* _Task_
Reproduce the listing below word for word, with no pictures.

* _Data in this exercise_
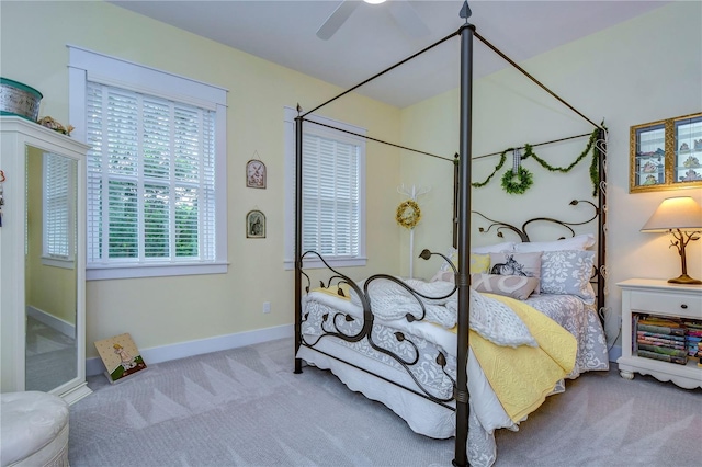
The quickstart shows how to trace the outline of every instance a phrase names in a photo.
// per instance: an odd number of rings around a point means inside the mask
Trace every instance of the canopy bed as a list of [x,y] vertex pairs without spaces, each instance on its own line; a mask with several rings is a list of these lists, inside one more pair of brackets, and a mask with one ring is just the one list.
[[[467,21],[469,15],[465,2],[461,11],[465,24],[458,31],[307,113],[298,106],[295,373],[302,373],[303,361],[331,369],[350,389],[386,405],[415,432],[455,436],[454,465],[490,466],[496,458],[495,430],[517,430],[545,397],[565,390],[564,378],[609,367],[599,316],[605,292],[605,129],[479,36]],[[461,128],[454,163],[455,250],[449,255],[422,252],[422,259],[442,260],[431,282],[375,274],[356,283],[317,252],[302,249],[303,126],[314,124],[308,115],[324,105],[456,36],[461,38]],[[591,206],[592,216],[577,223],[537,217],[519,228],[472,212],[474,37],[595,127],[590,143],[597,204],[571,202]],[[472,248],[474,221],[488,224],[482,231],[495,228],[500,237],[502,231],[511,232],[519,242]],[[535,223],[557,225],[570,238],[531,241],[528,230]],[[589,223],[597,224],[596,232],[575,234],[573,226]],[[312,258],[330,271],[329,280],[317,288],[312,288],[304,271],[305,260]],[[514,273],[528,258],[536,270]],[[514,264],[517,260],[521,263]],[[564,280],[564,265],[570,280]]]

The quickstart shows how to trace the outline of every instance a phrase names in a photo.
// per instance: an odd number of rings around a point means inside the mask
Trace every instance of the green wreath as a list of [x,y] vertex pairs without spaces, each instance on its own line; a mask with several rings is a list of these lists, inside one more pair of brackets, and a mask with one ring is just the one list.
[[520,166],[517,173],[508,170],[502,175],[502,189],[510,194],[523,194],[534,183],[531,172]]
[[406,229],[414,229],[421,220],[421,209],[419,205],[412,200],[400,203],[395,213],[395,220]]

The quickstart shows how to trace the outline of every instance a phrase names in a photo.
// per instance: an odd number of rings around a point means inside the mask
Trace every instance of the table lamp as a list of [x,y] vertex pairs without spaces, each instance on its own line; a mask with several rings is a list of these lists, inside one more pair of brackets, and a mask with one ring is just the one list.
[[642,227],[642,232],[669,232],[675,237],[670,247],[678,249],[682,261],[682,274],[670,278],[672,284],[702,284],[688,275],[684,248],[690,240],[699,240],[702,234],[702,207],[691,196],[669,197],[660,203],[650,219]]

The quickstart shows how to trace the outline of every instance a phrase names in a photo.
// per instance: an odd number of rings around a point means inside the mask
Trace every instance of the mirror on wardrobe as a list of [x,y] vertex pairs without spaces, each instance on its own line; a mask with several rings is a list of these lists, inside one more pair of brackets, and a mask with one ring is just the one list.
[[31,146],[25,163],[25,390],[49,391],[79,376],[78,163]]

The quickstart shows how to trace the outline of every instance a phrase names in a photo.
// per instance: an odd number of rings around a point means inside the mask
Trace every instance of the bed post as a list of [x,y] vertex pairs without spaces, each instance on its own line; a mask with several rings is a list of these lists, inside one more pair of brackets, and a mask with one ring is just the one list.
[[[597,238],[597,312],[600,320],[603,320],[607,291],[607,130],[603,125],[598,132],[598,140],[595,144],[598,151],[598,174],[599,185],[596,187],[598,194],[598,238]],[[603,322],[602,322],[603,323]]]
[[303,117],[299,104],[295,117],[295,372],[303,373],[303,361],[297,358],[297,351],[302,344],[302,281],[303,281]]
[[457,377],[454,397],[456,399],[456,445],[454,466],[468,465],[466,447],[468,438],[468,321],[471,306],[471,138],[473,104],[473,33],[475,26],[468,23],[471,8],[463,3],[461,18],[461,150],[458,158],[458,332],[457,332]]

* _Answer to the exercise_
The quickstart shows how to trace the outline of every instance a phrase names in a photo.
// per instance: an odd number of rings around a point means inside the mask
Trace every instance of the canopy bed as a list of [x,y] vertex pairs without spaces, each instance on its own line; a mask with several rings is a list of these lists, inside one more pair of brackets, and a mask with one ring is just the one list.
[[[467,21],[469,15],[465,2],[461,11],[465,24],[458,31],[307,113],[298,106],[295,373],[302,373],[303,361],[331,369],[350,389],[386,405],[415,432],[455,436],[454,465],[490,466],[496,458],[495,430],[517,430],[545,397],[565,390],[564,378],[609,367],[599,316],[605,292],[605,129],[479,36]],[[461,128],[454,163],[455,250],[449,255],[422,252],[422,259],[442,260],[431,282],[375,274],[356,283],[317,252],[302,249],[303,126],[314,124],[308,115],[324,105],[456,36],[461,38]],[[591,206],[592,216],[577,223],[537,217],[519,228],[472,212],[474,37],[595,127],[590,143],[597,204],[571,202]],[[472,248],[474,221],[488,224],[482,231],[495,228],[500,237],[502,231],[511,232],[519,242]],[[535,223],[557,225],[570,238],[531,241],[528,230]],[[589,223],[597,224],[596,232],[575,234],[573,226]],[[312,258],[330,271],[329,280],[317,288],[312,288],[304,271],[305,260]],[[514,273],[528,258],[536,270]],[[514,264],[517,260],[521,263]],[[564,280],[564,265],[570,280]]]

The quickstart shows how to trace the outline of every instance a phrase names in a photo.
// per instance: an odd number of rings around a point means inside the mask
Trace every instance of the green wreath as a list of [x,y] vertex pairs without spaces, each instance on its own line; a mask with several rings is a list of these lists, inside one more pair of brackets, and a mask with one ring is just the one list.
[[520,166],[517,173],[508,170],[502,175],[502,189],[510,194],[523,194],[534,183],[531,172]]
[[406,229],[414,229],[421,220],[421,209],[419,205],[412,200],[400,203],[395,213],[395,220]]

The quickstart shows how to trace the outline of every instance a phrase names in a photo.
// per instance: an odd number of rings around a point means inside the mask
Trace every instance of the table lamp as a list of [x,y] vertex pairs without spaces, each instance on its own line; a mask with several rings is a list of these lists, inside one more pair of brackets, and a mask with one ring is just the one list.
[[642,227],[642,232],[669,232],[675,237],[670,247],[678,249],[682,261],[682,274],[670,278],[672,284],[702,284],[688,275],[684,248],[690,240],[699,240],[702,234],[702,207],[691,196],[669,197],[660,203],[650,219]]

The quickstart shows how to trace the outline of every instance a phrase names in a photo.
// per instance: an odd number of rings around a point means inside the mask
Trace every instance of the mirror on wardrobe as a list of [x,y] vertex pairs without spaces, each instance on its own line; a mask with several rings is a list of these lists, inside one more pair of brackets, and a mask with one ring is just the one list.
[[31,146],[25,163],[25,390],[49,391],[79,376],[78,163]]

The quickstart shows how to trace the outline of every instance a phrase names in a photo.
// per instance: an odd number of rings around a point means inside the mask
Trace every instance of the bed post as a list of [x,y] vertex pairs without spaces, each instance on its own line; a mask with several rings is a list of these lists, inside one more pair of brackets, and a mask with one ring is just the one list.
[[[597,238],[597,312],[600,320],[603,320],[607,291],[607,130],[603,125],[598,132],[598,140],[595,144],[598,151],[598,174],[599,185],[596,187],[598,194],[598,238]],[[603,322],[602,322],[603,323]]]
[[303,117],[299,104],[295,117],[295,372],[303,373],[303,361],[297,358],[297,351],[302,344],[302,281],[303,281]]
[[457,377],[454,397],[456,399],[456,445],[454,466],[468,465],[466,447],[468,438],[468,321],[471,306],[471,138],[473,104],[473,33],[475,26],[468,23],[471,8],[463,3],[461,18],[461,150],[458,158],[458,332],[457,332]]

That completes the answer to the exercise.